• [Data provided]
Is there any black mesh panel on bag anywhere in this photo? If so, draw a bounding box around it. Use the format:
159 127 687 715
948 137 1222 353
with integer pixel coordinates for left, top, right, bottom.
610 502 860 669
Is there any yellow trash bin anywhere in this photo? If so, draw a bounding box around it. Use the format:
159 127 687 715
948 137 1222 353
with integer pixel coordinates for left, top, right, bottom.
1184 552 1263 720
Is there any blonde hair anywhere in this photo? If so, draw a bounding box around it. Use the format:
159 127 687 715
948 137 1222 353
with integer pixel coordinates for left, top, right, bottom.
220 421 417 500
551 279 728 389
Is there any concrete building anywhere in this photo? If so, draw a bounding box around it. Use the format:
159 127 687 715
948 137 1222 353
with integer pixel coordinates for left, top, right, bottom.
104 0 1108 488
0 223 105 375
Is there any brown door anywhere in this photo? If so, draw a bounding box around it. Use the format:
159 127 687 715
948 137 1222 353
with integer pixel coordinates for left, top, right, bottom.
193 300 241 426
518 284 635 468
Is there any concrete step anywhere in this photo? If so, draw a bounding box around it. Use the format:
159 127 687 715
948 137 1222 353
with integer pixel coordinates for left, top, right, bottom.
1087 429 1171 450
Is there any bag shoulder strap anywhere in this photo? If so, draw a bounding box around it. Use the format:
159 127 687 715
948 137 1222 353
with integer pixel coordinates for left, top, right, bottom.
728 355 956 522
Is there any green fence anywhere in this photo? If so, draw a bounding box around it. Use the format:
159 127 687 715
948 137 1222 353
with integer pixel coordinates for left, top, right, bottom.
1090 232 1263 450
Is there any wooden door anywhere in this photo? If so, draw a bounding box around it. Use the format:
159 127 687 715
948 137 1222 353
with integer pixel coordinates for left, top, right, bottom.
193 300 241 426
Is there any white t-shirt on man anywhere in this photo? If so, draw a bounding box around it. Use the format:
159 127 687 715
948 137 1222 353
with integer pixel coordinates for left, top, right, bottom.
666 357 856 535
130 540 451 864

• [Exercise prompt] Reproduce the data verbatim, beginning with the line that contains "Is there any blonde" and continuing up to and including the line that contains "518 284 635 468".

• [Task answer]
Is there any blonde hair anywhere in this photo? If so, draw a bounding box around it. Use the format:
159 127 687 715
948 137 1222 353
with integer pixel coordinates for left, top, right, bottom.
220 421 417 500
551 279 728 389
Is there any concrete building anywhere in this photo? If so, draw a bounding box around it. Use the format:
159 127 687 715
948 137 1222 353
with integer pixel coordinates for left, top, right, bottom.
104 0 1108 488
0 223 105 375
Is there any brown door anywhere in this photo? If so, draw a bounding box around it. Use the format:
159 127 687 715
948 137 1222 353
with integer pixel coordinates for left, top, right, bottom.
193 300 241 426
518 284 635 468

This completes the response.